» **Extrait**:
━━━━━━━━━━━━━━━━━━━━━━━━━━━━━━

De guerre lasse, la France a fini par menacer l’Angleterre de sanctions et pour être prise au sérieux, a décidé de bloquer au Havre un navire écossais venu pêcher dans ses eaux. Cette immobilisation fut le point de départ d’une nouvelle escalade de menaces. Côté britannique : renforcement des contrôles des bateaux français. Côté français : contrôles de sécurité sur les bateaux anglais et interdiction de débarquer dans certains ports.
La France semble aujourd’hui bénéficier du soutien de l’Europe, ce qui n’entame pas le flegme de Boris Johnson déclarant que « les menaces françaises sont totalement injustifiées et incompatibles avec l'accord de commerce et de coopération entre le Royaume-Uni et l'Union européenne ou avec le droit international ». De même, le Premier ministre britannique menace d'activer - une première - le mécanisme de règlement des différends de l'accord post-Brexit afin de demander des compensations.

━━━━━━━━━━━━━━━━━━━━━━━━━━━━━━

Reproduisez, s'il vous plaît, l'extrait sur le conflit de pêche entre la France et le Royaume-Uni dans son intégralité, sans y changer un mot. La liste n'est d'aucune utilité ici.

» **Données d'entrée**:
━━━━━━━━━━━━━━━━━━━━━━━━━━━━━━

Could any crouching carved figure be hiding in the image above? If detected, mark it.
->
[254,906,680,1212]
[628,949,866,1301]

━━━━━━━━━━━━━━━━━━━━━━━━━━━━━━

» **Réponse attendue**:
De guerre lasse, la France a fini par menacer l’Angleterre de sanctions et pour être prise au sérieux, a décidé de bloquer au Havre un navire écossais venu pêcher dans ses eaux. Cette immobilisation fut le point de départ d’une nouvelle escalade de menaces. Côté britannique : renforcement des contrôles des bateaux français. Côté français : contrôles de sécurité sur les bateaux anglais et interdiction de débarquer dans certains ports.
La France semble aujourd’hui bénéficier du soutien de l’Europe, ce qui n’entame pas le flegme de Boris Johnson déclarant que « les menaces françaises sont totalement injustifiées et incompatibles avec l'accord de commerce et de coopération entre le Royaume-Uni et l'Union européenne ou avec le droit international ». De même, le Premier ministre britannique menace d'activer - une première - le mécanisme de règlement des différends de l'accord post-Brexit afin de demander des compensations.